SOURCE ▸
****************************************
49. Preparing and checking a Master List of Taxa before uploading¶
A taxonomic Master List is a list of all species and/or taxa within a particular group such as birds, fish, invertebrates, wetland plants, algae, etc. This section highlights issues and specific checks to improve accuracy of the Master List. The format of the Master List is important to ensure consistency for ingestion of data into the information system.
Only registered users with super user status are able to do this, typically the administrators.
49.1 Creating a Master List¶
A taxonomic Master List is a list of all species and/or taxa within a particular group such as birds, fish, invertebrates, wetland plants, algae, etc. For some groups a species list is easy to produce as species level is commonly identified in studies (e.g. birds, fish). For other groups, the taxonomic level (family, genus, species etc) varies considerably from study to study, and thus it is recommended that the lowest taxonomic level is used and that Taxon is used in preference to Species (e.g. invertebrates, algae).
The purpose of the Master List is threefold:
- To provide a comprehensive and up to date list of species/taxa for a specific group in a specific region. This needs to be done during the initial development of an information system such as FBIS, but once the system is up and running, then the further updating of the Taxonomic backbone is done using GBIF and user-defined taxonomic uploads.
- To facilitate downloading of data from the Global Biodiversity Information Facility’s (GBIF), thereby ensuring that the correct taxa are included on the information system.
- To provide the taxonomic hierarchy for taxa not yet on GBIF.
The generation of a Master List requires consultation with available resources, relevant publications and experts. A Master List is intended to be an updatable resource, improved and added to as new data and studies are published, or new taxa are described. If no species lists are available for a country then the GBIF Taxonomic Master List may be generated by extracting data from GBIF. This Master List should then ideally be checked and validated for accuracy by the Admin team.
The format of the Master List is important to ensure consistency for ingestion of data into the information system. The following columns are included in the Master Lists, provided as excel file template that will be used for each FBIS group (Master List Template Generic.xlsx). It is recommended that all compulsory columns be populated (given in black text), while others are optional (given in blue text). Explanations are given in parenthesis:
- On GBIF (Yes or No if the taxon is on GBIF)
****************************************
INFORMATION PROVIDED ▸
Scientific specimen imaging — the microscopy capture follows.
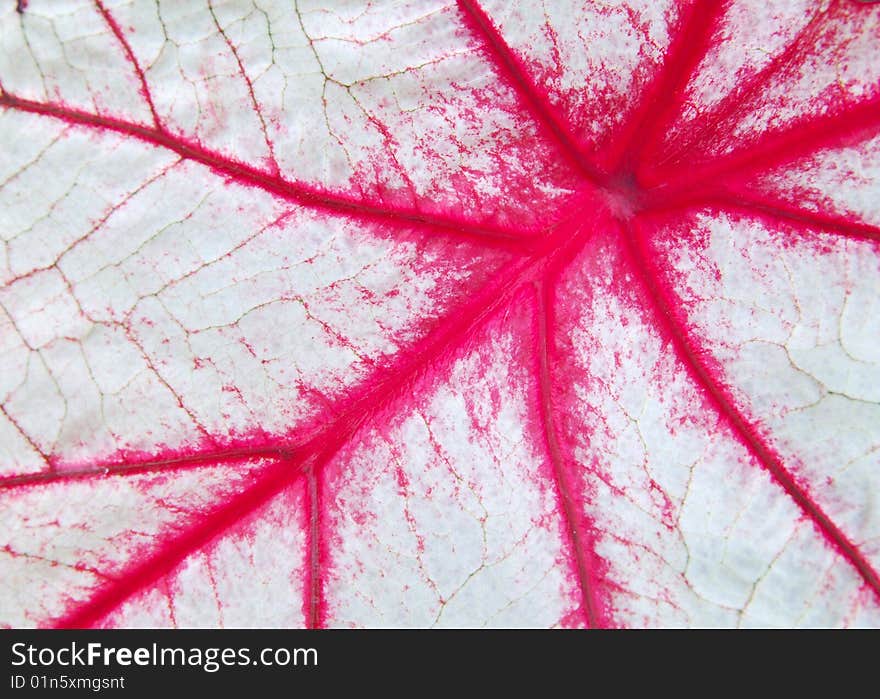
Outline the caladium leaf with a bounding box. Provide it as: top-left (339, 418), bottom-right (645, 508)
****************************************
EXERCISE SET ▸
[A] Answer from the Master List text:
(i) What file name is given for the Excel template?
(ii) For groups whose identified taxonomic level varies from study to study, what two things are recommended?
(iii) In what color of text are the compulsory columns given?
[B] Resume the Master List text after its final line.
The material is separate from the Master List text.

RESPONSES FOR EACH TASK ▸
[A]
(i) Master List Template Generic.xlsx
(ii) Using the lowest taxonomic level, and using Taxon in preference to Species.
(iii) Black.

[B]
- GBIF link (link to GBIF taxon)
- Taxon Rank
- Kingdom
- Phylum
- Class
- SubClass
- Order
- Family
- SubFamily
- Genus
- Species
- SubSpecies/Variety/Forma
- Taxon
- Taxonomic status (Accepted, Synonym, Doubtful)
- Accepted Taxon
- Scientific name and authority
- Common name (this is derived automatically from GBIF, admin can override if desired)
- Origin (Native, Non-native, Unknown). If a non-native taxon is invasive, then the Invasion Category may be added instead of Non-native
- Invasion (Category 1a invasive, Category 1b invasive, Category 2 invasive, Category 3 invasive). For example, in South Africa, there are different categories for invasive species. These categories are managed in a separate BIMS table: Invasions.
- Endemism (Endemism categories):
- Micro-endemic level 2 (Endemic to a single river or wetland)
- Micro-endemic level 1 (Endemic to less than 5 rivers or wetlands)
- Regional endemic level 2 (Endemic to a single primary catchment)
- Regional endemic level 1 (Endemic to a single Freshwater Ecoregion (e.g. CFE), more than one primary catchment)
- National endemic (Endemic to South Africa, occurs in more than one Freshwater Ecoregion within SA)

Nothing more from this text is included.